Produce an exact copy of the lines from the line containing "point: scattered stone" through the last line of the listing below, both ends included, and nothing else.

Record set

################

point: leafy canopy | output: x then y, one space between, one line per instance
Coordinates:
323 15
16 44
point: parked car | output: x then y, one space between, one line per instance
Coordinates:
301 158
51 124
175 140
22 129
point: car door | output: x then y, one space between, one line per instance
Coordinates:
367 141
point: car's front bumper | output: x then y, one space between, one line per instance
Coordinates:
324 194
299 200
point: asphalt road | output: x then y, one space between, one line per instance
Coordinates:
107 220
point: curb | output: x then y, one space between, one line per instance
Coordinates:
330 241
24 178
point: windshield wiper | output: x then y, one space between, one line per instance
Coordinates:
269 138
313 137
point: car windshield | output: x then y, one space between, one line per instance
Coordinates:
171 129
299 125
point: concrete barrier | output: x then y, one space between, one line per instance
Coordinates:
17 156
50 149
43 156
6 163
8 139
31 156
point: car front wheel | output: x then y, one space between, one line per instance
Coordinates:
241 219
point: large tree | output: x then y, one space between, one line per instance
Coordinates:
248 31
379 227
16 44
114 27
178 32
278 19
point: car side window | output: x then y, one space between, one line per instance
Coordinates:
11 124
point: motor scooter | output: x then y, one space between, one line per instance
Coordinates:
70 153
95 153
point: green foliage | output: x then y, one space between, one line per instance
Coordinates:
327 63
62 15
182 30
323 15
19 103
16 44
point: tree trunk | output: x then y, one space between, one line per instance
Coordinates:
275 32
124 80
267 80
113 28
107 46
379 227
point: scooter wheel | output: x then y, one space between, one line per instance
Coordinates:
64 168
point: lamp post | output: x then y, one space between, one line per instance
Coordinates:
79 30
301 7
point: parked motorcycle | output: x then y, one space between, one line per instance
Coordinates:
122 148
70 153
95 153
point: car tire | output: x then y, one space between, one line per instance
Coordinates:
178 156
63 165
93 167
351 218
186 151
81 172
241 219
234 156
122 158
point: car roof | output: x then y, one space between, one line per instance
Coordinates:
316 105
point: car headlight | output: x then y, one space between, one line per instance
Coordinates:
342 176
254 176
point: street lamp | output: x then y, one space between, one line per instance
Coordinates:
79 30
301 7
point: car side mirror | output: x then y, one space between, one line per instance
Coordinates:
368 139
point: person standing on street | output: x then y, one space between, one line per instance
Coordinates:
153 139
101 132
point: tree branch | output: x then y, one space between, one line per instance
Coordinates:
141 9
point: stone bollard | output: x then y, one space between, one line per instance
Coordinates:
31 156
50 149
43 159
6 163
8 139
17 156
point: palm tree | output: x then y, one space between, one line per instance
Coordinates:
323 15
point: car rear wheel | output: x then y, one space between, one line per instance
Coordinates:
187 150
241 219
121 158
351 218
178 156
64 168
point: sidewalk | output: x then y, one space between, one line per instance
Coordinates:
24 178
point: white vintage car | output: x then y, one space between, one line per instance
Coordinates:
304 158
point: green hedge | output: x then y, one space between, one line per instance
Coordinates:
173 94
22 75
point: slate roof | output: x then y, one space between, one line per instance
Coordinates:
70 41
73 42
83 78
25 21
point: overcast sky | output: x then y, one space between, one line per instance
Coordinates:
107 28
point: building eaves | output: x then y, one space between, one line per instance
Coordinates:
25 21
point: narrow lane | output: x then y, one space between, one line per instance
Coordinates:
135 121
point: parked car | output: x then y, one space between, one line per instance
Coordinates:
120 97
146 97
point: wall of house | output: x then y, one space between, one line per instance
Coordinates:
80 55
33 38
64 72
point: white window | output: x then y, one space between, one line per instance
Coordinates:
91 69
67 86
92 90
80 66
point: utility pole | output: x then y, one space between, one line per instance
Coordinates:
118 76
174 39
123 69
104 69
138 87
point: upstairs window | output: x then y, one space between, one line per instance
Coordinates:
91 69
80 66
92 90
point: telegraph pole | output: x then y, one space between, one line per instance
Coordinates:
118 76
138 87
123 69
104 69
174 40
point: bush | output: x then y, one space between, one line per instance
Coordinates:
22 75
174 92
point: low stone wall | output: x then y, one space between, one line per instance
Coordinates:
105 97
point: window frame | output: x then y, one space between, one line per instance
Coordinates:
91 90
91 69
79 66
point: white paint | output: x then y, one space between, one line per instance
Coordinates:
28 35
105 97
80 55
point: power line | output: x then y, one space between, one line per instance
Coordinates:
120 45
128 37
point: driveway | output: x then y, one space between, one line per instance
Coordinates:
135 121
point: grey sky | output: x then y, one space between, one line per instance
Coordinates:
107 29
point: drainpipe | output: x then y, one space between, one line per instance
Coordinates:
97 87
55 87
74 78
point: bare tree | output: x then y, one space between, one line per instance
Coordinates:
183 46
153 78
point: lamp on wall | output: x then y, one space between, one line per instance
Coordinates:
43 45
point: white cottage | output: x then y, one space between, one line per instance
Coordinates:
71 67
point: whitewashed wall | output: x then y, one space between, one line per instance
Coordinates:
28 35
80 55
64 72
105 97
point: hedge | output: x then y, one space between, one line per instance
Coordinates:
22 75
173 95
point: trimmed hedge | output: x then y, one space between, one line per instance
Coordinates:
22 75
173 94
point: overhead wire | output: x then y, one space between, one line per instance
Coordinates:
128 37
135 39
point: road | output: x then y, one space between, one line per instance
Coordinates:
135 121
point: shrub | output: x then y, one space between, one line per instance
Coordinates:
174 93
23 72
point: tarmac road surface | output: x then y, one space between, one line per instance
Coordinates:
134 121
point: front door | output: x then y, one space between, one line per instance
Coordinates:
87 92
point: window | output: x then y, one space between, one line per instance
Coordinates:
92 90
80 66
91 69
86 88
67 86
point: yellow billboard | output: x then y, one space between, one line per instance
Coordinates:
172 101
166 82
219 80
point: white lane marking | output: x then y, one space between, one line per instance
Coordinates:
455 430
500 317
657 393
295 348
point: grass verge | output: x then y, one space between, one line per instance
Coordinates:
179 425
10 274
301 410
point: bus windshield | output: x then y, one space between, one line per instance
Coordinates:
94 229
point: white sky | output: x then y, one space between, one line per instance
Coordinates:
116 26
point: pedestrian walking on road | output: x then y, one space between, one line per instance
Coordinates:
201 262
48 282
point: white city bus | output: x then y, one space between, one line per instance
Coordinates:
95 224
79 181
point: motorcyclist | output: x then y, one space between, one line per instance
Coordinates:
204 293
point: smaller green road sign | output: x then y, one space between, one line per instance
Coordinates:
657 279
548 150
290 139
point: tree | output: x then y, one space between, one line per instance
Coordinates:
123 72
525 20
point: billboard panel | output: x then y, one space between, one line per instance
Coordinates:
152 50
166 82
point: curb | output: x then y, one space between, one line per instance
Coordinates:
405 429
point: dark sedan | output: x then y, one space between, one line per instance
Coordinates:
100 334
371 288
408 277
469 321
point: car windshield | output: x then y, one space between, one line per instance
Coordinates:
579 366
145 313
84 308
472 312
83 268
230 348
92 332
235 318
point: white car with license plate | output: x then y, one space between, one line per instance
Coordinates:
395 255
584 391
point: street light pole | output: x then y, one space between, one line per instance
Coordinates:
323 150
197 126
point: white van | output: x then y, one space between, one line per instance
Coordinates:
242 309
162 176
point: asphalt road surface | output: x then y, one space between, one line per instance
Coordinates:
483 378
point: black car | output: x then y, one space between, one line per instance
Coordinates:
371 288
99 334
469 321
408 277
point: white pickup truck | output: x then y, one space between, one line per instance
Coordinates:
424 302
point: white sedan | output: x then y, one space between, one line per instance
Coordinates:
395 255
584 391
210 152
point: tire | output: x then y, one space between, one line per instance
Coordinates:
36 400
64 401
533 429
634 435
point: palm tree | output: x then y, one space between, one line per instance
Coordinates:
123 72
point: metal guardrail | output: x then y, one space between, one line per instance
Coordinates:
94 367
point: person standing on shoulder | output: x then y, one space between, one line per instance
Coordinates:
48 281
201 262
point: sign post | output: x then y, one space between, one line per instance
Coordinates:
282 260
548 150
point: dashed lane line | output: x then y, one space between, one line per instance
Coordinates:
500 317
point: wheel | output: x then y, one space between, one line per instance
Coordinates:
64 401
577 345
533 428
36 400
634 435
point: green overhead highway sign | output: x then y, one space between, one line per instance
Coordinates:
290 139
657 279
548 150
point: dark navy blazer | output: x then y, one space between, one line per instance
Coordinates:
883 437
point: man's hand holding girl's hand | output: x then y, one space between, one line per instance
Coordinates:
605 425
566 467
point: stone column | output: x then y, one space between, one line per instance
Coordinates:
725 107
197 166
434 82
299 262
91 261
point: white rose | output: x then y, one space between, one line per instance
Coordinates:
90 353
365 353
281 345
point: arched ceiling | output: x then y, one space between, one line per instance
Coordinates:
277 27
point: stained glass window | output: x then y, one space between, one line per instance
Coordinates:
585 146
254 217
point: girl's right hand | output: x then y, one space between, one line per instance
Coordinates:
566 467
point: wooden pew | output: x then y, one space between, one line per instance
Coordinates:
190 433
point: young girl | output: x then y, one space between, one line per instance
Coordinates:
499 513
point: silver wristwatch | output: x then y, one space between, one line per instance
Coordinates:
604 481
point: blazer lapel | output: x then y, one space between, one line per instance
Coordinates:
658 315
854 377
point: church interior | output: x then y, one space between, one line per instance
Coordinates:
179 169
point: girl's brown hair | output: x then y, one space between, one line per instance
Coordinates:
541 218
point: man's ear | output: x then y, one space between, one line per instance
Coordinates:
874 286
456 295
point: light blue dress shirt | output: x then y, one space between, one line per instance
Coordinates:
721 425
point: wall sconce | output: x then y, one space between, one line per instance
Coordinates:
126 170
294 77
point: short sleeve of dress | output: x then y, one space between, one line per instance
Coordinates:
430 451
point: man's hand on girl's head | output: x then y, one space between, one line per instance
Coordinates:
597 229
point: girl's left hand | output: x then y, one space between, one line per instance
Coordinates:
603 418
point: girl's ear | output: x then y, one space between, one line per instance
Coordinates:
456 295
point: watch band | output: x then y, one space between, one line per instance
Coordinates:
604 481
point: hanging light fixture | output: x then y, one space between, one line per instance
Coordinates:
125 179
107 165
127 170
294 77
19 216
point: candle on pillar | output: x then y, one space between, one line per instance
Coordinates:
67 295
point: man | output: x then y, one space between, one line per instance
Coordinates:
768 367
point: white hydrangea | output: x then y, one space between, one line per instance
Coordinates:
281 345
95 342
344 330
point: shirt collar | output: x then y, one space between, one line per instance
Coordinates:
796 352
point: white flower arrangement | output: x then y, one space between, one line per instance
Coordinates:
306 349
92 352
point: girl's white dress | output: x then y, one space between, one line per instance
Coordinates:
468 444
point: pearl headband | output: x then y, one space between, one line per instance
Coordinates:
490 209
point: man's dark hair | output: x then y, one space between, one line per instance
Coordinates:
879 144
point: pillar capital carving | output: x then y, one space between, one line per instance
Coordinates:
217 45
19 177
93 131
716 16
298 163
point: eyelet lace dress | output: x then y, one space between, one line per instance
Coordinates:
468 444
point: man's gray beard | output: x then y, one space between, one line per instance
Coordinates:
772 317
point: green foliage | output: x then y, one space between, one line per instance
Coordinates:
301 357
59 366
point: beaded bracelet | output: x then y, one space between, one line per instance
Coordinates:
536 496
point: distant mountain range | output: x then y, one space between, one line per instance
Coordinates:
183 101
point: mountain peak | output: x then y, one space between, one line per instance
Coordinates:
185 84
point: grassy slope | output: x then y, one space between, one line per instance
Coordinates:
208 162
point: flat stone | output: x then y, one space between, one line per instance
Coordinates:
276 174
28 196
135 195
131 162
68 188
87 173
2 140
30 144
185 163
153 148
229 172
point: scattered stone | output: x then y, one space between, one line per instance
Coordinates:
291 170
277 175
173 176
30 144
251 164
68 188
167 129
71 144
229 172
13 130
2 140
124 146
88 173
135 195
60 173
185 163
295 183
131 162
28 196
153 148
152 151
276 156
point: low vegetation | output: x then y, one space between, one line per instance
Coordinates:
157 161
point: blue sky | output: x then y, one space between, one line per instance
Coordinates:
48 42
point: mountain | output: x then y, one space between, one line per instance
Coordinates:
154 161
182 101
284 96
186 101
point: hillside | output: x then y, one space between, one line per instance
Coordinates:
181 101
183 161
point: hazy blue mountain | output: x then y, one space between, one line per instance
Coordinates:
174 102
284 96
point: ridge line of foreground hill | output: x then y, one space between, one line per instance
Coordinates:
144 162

################

Answer in full
point: scattered stone | output: x then y, one space between, one line per instance
Coordinates:
291 170
277 175
173 176
30 144
251 164
68 188
167 129
71 144
229 172
13 130
2 140
124 146
88 173
135 195
60 173
185 163
295 183
131 162
28 196
153 148
152 151
276 156
point: low vegetation | output: x then y, one space between, one line per instance
Coordinates:
157 161
point: blue sky | output: x then y, one space between, one line per instance
Coordinates:
48 42
point: mountain | output: x then y, one space between, one line per instance
Coordinates:
154 161
182 101
284 96
186 101
point: hillside | output: x then y, one space between, one line per instance
Coordinates:
181 101
183 161
point: hazy blue mountain | output: x then y, one space between, one line per instance
Coordinates:
174 102
284 96
point: ridge line of foreground hill | output: x then y, one space between, one line per instance
Coordinates:
144 162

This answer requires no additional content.